— Material for this task —
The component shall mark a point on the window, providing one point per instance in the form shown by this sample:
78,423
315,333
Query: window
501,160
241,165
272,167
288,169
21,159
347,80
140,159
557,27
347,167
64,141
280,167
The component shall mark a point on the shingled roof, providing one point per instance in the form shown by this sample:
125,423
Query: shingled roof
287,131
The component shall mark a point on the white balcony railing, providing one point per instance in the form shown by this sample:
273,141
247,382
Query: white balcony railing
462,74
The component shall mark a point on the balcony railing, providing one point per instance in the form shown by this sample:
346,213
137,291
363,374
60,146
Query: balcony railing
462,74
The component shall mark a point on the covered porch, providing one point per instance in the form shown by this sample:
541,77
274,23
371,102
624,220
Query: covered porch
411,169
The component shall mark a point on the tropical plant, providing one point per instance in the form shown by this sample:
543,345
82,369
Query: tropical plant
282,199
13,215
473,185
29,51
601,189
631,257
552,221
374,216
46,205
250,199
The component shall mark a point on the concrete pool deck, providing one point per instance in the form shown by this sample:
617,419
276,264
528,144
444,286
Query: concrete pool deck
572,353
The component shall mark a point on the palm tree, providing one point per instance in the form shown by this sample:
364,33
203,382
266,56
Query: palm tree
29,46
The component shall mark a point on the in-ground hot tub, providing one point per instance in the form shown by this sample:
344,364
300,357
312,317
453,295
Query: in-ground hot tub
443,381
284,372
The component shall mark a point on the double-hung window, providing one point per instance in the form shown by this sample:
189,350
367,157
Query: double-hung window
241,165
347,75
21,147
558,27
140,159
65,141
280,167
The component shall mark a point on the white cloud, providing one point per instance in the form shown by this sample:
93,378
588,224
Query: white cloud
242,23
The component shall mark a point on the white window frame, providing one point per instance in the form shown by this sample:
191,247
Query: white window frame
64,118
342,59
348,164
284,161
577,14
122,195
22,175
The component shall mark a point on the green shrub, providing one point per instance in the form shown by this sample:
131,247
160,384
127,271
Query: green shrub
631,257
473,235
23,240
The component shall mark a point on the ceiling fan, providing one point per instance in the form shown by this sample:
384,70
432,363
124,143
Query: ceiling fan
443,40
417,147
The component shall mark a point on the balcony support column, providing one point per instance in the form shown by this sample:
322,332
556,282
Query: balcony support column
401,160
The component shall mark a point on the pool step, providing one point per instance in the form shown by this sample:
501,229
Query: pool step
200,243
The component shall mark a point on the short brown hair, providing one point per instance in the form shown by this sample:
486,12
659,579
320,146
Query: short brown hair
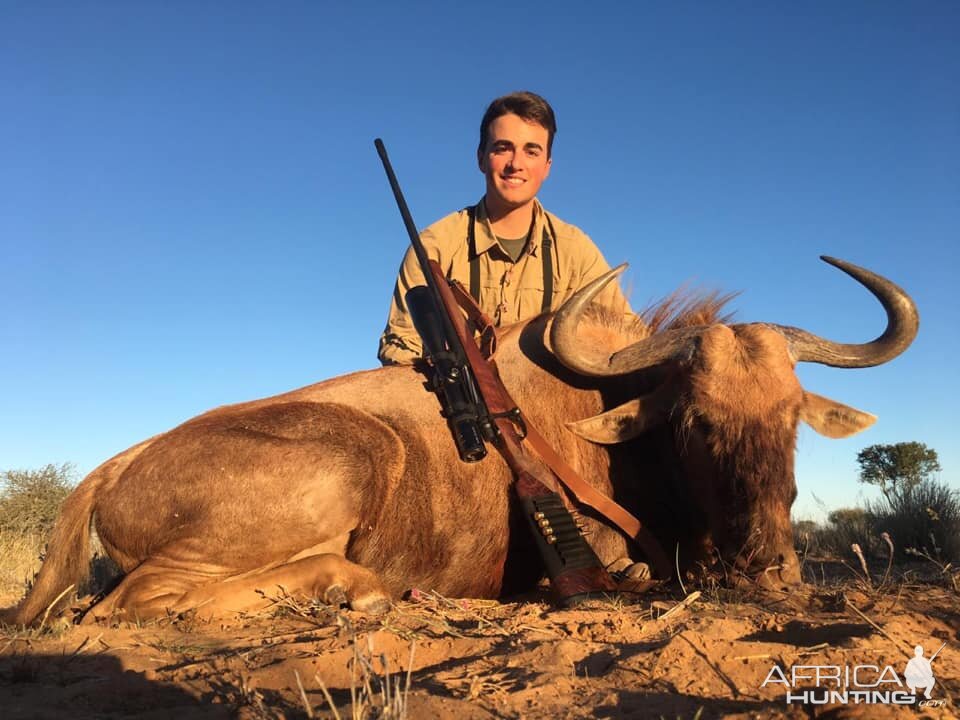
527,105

— What the exercise asks —
A picture must not appear in the copy. Transcribe exactly the lines from the one with "Query: double-hung window" through the final line of the entries, both included, and no more.

— Finished task —
Query: double-hung window
241,165
347,75
21,147
558,27
140,159
65,141
280,167
The component shall mark a point on the white cloud, providing one point per instance in the form shown by this sample:
93,378
588,224
Query: white cloud
242,23
The component shall mark a point on the white window frame, providing one point per instance in the form shown by this sample:
191,247
Query: white window frame
64,118
342,59
348,164
284,161
577,14
122,195
22,175
The component shall mark a point on the green shrub, providing one point per instance in the form shown by this sample:
131,247
160,384
127,271
Query: green shrub
631,257
473,235
23,240
The component shall mark a point on the ceiling fan, providing one point per instance in the form shown by this sample:
384,70
432,363
124,143
Query: ceiling fan
443,40
417,147
The component shall mark a point on the balcony support column, providing one point per instance in the form shown by this sample:
322,332
556,282
Query: balcony support column
401,160
The component shall mark a point on the pool step, providing one point per instance in the form shown by this sample:
501,229
Query: pool step
200,243
The component shall mark a point on the short brown hair, providing one point per instance in the form shown by this sample:
486,12
659,579
320,146
Query: short brown hair
527,105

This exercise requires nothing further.